## What you have to do
In the bushhog chains thread, what did slipshod add to the Bush Hog Squealer 600?

## Document
════════
# Bushhog chains?



## Chris

Slipshod & other members,

Do you all use front chains on your bushhog assembly? I did not pick up a set (friend bought hog from factory in MS) with my recent purchase and occassionally when tearing up limbs etc or cutting rough areas, it makes me kinda nervous about the freak potential of getting hit by an object flying at 200MPH. Do they cut down on damage and what is your usage recommendations?

Thanks.
Andy


----------



## slipshod

*chains*

On my Bush Hog Squealer 600 I added a rubber flap made from industrial belting.It works good and folds under if it hits a lump or rock.Also my unit has a feature Bush Hog calls a stump jumper,and it works.The biggest problem I have had is wire,seems like hog tends to spit it out right at two very expensive rear tires.


----------



## Chris

I did some bushhogging today and to tell you the truth -- I think the chains may be on order soon! --- I encountered alot of thick storm caused debris, misc branches, small logs, etc in the leaves/underbrush and while just a couple of the tons of stuff I cut today flew forward --- it was enough to warrant good safety sense. :nerd: 

One nice sized chuck of wood slammed into my left boot (always wear boots, jeans, gloves etc.) and another hit me in the back --- no damage or injury just a small tap --- but I am SUPER CAUTIOUS on my equipment. Very aware, cautious and safety comes first --- I have an order to everything I do and so far it has protected me and my family from harm.

Well, just my 2 cents for safety sense!


Andy


----------



## Brian

*Safety Chain*

Mine doesn't have any, but if I was cutting stuff like you described I probably would have some form of protection on it. All I mow is an old farm field that has weeds and crabgrass growing in it.


----------



## Argee

I don't have any chains on mine. I've mow a lot of brush (1"saplings) with it and an occaisonal log and stone. It just throws it under the tractor so I can get another shot at it.
════════
## Stored data
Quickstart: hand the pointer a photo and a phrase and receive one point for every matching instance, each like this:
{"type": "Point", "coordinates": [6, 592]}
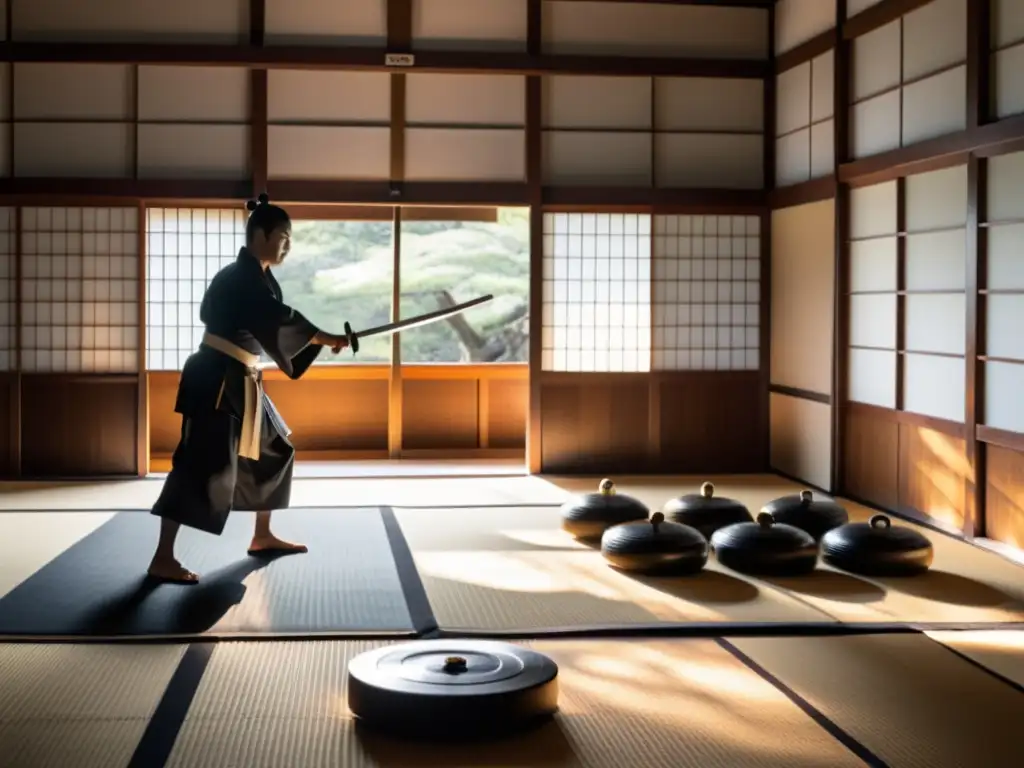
════════
## Answer to the exercise
A rubber flap made from industrial belting.